### Exercise directions
Every line from the one with "Exercise. Point out the black fleece" through the end of the material should be written out character for character. Lines before it are excluded.

### Recorded data
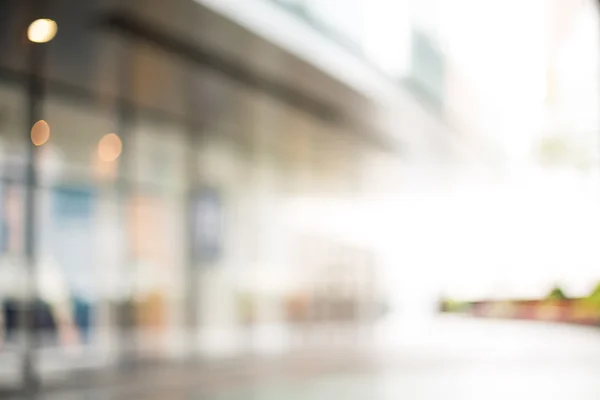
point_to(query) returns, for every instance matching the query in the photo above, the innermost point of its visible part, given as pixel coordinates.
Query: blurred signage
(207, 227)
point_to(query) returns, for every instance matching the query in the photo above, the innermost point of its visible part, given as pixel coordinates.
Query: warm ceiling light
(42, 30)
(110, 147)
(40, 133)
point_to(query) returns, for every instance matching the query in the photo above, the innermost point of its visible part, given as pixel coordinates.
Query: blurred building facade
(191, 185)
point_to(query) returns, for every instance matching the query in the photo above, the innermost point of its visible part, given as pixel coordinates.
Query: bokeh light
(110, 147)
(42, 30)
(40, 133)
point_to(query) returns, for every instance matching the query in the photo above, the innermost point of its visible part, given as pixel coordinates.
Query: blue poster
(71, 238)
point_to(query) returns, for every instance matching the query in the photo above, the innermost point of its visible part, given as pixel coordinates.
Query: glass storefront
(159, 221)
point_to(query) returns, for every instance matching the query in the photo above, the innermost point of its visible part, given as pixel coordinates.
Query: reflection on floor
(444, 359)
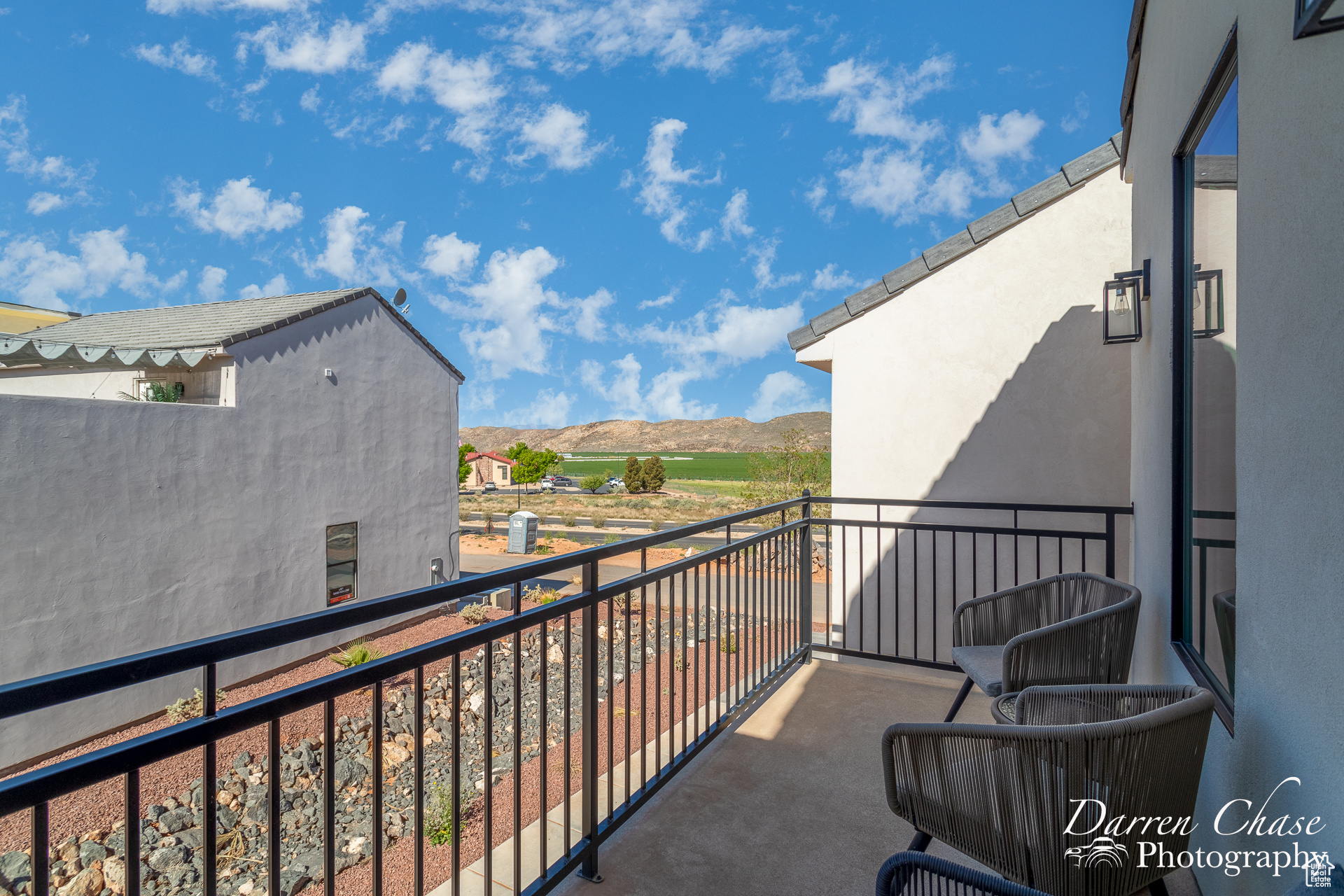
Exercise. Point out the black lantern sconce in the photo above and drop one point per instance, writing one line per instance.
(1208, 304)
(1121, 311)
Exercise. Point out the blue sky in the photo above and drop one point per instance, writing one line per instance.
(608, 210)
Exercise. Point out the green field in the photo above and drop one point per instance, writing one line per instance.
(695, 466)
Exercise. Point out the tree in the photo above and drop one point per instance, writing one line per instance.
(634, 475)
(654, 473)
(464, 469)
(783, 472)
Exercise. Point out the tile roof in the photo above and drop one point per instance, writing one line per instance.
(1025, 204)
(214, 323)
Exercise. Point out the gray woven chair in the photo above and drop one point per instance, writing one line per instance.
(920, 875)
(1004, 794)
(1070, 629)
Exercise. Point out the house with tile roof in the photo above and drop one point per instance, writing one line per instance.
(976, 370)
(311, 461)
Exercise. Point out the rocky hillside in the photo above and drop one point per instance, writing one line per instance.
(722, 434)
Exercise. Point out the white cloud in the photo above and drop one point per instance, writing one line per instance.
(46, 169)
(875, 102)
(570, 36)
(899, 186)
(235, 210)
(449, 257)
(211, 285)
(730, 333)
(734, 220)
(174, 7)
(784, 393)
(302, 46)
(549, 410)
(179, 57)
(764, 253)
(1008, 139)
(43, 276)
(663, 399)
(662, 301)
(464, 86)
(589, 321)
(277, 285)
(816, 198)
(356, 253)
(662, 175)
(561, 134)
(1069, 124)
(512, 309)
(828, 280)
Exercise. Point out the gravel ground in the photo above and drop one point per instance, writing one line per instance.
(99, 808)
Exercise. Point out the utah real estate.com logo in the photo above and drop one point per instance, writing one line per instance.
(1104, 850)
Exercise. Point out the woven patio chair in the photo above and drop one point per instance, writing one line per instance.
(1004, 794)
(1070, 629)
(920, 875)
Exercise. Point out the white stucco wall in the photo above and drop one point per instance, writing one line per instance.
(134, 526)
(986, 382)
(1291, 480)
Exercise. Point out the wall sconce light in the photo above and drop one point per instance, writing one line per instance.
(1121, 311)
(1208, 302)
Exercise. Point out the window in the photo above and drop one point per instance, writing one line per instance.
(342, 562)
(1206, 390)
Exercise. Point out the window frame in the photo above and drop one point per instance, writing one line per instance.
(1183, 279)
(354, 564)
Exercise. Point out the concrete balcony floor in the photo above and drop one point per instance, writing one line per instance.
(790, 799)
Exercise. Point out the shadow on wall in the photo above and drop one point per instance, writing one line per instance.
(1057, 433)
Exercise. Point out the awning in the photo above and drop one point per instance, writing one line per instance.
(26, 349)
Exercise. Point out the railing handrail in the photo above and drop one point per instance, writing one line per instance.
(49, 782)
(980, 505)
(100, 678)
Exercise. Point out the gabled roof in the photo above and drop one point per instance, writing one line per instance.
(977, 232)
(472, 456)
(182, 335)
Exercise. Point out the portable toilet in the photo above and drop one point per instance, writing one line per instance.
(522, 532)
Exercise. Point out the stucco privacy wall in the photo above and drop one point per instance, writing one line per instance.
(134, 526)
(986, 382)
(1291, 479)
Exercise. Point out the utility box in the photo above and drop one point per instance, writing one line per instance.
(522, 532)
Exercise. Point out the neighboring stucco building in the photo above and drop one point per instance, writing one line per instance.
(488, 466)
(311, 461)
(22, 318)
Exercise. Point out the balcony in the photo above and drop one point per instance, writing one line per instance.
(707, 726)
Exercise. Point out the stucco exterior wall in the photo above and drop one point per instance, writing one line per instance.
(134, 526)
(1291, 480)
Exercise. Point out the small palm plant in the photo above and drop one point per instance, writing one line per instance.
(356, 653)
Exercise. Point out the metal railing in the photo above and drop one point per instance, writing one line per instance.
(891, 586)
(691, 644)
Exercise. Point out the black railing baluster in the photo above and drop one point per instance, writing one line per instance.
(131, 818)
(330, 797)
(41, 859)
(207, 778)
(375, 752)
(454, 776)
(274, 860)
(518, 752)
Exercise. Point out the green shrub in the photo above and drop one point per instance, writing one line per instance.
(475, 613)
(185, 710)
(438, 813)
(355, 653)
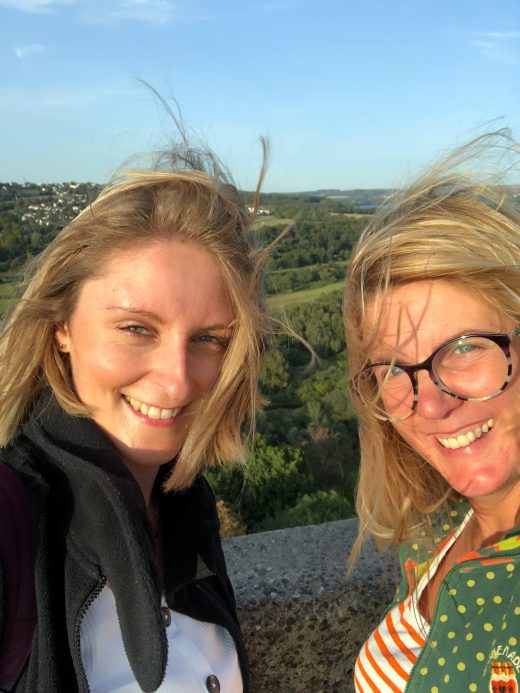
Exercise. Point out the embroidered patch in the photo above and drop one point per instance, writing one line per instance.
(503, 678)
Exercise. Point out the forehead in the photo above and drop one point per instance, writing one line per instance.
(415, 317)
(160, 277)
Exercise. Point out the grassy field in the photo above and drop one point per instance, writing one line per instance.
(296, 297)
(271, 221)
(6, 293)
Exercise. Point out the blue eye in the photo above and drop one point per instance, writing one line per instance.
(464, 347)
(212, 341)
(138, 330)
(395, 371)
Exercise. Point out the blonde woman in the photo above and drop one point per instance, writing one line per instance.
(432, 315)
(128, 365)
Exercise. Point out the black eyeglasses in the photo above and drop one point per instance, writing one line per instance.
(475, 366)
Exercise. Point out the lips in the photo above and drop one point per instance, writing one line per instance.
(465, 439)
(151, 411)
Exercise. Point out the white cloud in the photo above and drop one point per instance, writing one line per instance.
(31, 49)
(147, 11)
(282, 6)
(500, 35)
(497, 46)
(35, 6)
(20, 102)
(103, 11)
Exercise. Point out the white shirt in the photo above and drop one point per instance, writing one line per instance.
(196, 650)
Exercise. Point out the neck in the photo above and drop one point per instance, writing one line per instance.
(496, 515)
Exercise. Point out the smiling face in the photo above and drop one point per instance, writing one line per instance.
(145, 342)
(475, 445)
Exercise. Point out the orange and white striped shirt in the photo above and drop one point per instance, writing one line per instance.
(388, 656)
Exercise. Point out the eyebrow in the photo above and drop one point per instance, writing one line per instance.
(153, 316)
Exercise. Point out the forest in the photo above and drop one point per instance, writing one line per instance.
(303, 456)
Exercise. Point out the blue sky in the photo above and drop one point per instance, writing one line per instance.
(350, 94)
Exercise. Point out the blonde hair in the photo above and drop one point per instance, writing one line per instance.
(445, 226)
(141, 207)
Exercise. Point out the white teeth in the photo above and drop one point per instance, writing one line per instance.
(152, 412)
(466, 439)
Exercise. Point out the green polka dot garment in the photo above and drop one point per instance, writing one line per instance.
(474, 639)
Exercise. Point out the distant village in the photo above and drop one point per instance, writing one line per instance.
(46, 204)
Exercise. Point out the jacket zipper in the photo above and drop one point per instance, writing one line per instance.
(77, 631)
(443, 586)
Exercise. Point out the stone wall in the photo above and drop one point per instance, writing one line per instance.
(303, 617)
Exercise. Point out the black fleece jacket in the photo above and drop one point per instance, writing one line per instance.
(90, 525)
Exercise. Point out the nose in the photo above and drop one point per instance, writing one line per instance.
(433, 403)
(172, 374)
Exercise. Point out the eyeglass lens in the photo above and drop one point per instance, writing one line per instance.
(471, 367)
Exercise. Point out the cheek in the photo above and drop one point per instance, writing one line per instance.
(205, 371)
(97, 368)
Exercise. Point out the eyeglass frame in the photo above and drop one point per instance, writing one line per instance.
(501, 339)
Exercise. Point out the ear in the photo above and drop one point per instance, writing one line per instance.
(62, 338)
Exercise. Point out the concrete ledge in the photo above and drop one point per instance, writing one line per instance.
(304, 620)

### Answer box
Exercise. Point out the black fleece jacket in the photo above and drop one point per instance, writing one line per instance.
(90, 525)
Exercise. Point out the nose in the photo above and drop one point per instance, writing one line per instance.
(433, 403)
(172, 374)
Exercise. Point out the eyeglass lens in the photo above and drop one point per instance, writing one line per instance.
(471, 367)
Exercise. Point out the cheek in the photo above and drop one point per instance, writing one line per instance.
(205, 371)
(97, 368)
Exercise. Point out the eyeglass frame in the photo above and drop one point per instance, writing one line per instance.
(501, 339)
Exercise. Point out the ear in the photo above and drop one point per instance, writing one line per instance.
(62, 338)
Exercise. Point out the concrete ledge in the photo above and drop one point per instance, writing one line per instance.
(304, 620)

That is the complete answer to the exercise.